- Written task: Report every line in the items below that contains the word "bench", copying each one in full. Case counts.

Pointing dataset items
....

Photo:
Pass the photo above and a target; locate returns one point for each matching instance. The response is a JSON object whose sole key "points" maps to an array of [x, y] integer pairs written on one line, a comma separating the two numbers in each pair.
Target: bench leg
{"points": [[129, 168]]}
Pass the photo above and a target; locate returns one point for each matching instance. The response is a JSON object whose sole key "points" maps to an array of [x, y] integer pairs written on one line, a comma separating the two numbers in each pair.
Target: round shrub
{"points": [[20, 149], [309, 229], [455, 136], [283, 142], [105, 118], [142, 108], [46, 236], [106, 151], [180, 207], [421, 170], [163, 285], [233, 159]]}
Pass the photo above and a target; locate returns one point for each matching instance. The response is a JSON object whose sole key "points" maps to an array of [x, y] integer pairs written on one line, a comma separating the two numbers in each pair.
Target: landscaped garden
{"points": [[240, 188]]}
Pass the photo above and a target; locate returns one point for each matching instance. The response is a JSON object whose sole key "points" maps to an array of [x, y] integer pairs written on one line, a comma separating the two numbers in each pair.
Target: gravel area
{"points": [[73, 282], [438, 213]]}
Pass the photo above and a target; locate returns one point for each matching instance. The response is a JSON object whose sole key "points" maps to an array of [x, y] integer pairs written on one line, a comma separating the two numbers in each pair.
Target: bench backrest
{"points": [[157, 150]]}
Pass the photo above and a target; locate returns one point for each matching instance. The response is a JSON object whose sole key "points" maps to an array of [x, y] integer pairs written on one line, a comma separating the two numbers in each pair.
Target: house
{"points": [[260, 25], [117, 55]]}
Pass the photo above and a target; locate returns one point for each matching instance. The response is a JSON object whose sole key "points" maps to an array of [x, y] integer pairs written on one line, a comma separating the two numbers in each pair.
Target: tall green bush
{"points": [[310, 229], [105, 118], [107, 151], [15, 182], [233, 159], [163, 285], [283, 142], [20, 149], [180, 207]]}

....

- Exercise solution:
Target: bench leg
Target: bench backrest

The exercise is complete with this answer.